== EXERCISE GOAL ==
Restate the entries below verbatim.

== EXERCISE MATERIAL ==
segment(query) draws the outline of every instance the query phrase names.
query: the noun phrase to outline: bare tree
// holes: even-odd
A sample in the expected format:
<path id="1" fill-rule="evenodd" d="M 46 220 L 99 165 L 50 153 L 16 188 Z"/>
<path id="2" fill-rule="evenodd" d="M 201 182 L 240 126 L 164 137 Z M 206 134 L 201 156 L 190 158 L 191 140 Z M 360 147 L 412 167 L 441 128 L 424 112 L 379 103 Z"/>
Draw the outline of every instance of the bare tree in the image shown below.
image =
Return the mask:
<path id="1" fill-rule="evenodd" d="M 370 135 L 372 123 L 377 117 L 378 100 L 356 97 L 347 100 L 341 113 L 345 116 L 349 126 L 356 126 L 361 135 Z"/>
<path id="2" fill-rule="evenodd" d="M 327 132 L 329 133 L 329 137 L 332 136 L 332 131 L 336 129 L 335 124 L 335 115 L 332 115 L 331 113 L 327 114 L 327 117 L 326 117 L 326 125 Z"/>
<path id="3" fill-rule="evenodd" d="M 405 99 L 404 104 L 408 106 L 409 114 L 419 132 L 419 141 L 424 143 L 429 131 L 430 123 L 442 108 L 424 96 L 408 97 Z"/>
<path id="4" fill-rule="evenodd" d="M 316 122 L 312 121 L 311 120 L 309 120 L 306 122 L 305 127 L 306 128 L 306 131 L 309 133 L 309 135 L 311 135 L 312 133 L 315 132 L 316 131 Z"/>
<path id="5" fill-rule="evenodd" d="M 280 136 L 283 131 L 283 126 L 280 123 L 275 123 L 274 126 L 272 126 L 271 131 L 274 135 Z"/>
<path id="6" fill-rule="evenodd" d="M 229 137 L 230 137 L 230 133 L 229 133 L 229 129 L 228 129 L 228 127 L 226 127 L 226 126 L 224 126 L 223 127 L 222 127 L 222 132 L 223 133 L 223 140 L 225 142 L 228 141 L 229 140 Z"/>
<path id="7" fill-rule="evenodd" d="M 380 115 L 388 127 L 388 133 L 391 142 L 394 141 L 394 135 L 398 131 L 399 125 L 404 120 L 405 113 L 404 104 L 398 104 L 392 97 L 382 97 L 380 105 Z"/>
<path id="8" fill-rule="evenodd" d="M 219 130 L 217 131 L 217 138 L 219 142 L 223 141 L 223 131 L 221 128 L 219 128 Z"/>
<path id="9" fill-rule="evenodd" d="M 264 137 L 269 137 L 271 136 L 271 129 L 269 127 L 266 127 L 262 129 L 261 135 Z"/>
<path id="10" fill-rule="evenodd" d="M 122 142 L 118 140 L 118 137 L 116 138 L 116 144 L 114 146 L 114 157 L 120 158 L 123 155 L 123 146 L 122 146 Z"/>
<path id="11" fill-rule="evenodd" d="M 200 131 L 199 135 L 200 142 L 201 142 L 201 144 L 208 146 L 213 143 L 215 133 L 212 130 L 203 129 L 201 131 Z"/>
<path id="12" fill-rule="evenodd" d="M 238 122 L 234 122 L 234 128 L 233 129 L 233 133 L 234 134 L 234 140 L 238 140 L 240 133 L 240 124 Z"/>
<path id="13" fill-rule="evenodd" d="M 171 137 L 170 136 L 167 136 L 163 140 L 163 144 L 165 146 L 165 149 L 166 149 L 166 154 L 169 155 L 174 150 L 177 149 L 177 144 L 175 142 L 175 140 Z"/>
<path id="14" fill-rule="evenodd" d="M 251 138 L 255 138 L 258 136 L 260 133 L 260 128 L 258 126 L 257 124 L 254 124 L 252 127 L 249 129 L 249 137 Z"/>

== THE REPLY ==
segment(query) draws the outline of every instance the query phrase names.
query: the noun phrase to outline: bare tree
// holes: even-odd
A sample in the expected format:
<path id="1" fill-rule="evenodd" d="M 46 220 L 99 165 L 50 153 L 16 188 Z"/>
<path id="2" fill-rule="evenodd" d="M 201 182 L 240 126 L 164 137 Z M 206 134 L 201 156 L 190 158 L 191 140 Z M 360 147 L 412 167 L 441 128 L 424 112 L 379 103 Z"/>
Draw the outline of every instance of the bare tree in the image shown below.
image =
Return the mask:
<path id="1" fill-rule="evenodd" d="M 370 135 L 372 123 L 377 117 L 378 100 L 356 97 L 347 100 L 341 113 L 345 116 L 349 126 L 356 126 L 361 135 Z"/>
<path id="2" fill-rule="evenodd" d="M 327 132 L 329 133 L 329 137 L 332 136 L 332 131 L 336 129 L 335 124 L 335 115 L 332 115 L 331 113 L 327 114 L 327 117 L 326 117 L 326 125 Z"/>
<path id="3" fill-rule="evenodd" d="M 405 99 L 404 104 L 408 106 L 409 114 L 419 132 L 419 141 L 424 143 L 429 131 L 430 123 L 442 108 L 424 96 L 408 97 Z"/>
<path id="4" fill-rule="evenodd" d="M 316 122 L 312 121 L 311 120 L 309 120 L 306 122 L 305 127 L 306 128 L 306 131 L 309 133 L 309 135 L 311 135 L 312 133 L 315 132 L 316 131 Z"/>
<path id="5" fill-rule="evenodd" d="M 280 136 L 283 131 L 283 126 L 280 123 L 275 123 L 274 126 L 272 126 L 271 131 L 274 135 Z"/>
<path id="6" fill-rule="evenodd" d="M 229 137 L 230 137 L 230 133 L 229 133 L 229 129 L 228 129 L 228 127 L 226 127 L 226 126 L 224 126 L 223 127 L 222 127 L 222 132 L 223 133 L 223 140 L 225 142 L 228 141 L 229 140 Z"/>
<path id="7" fill-rule="evenodd" d="M 380 115 L 388 127 L 388 133 L 391 142 L 394 141 L 394 135 L 398 131 L 399 125 L 404 120 L 405 113 L 404 104 L 398 104 L 392 97 L 382 97 L 380 105 Z"/>
<path id="8" fill-rule="evenodd" d="M 219 130 L 217 131 L 217 138 L 219 142 L 223 141 L 223 131 L 221 128 L 219 128 Z"/>
<path id="9" fill-rule="evenodd" d="M 264 137 L 269 137 L 271 136 L 271 129 L 269 127 L 266 127 L 262 129 L 261 135 Z"/>
<path id="10" fill-rule="evenodd" d="M 122 142 L 118 140 L 118 137 L 116 138 L 116 144 L 114 146 L 114 157 L 120 158 L 123 155 L 123 146 L 122 146 Z"/>
<path id="11" fill-rule="evenodd" d="M 200 131 L 199 135 L 200 142 L 201 142 L 201 144 L 208 146 L 213 143 L 215 133 L 212 130 L 203 129 L 201 131 Z"/>
<path id="12" fill-rule="evenodd" d="M 238 122 L 234 122 L 234 128 L 233 129 L 233 133 L 234 134 L 234 140 L 238 140 L 240 133 L 240 124 Z"/>
<path id="13" fill-rule="evenodd" d="M 171 137 L 170 136 L 167 136 L 163 140 L 163 144 L 165 146 L 165 149 L 166 149 L 166 154 L 169 155 L 174 150 L 177 149 L 177 144 L 175 142 L 175 140 Z"/>
<path id="14" fill-rule="evenodd" d="M 251 138 L 255 138 L 258 136 L 260 133 L 260 128 L 258 126 L 257 124 L 254 124 L 252 127 L 249 129 L 249 137 Z"/>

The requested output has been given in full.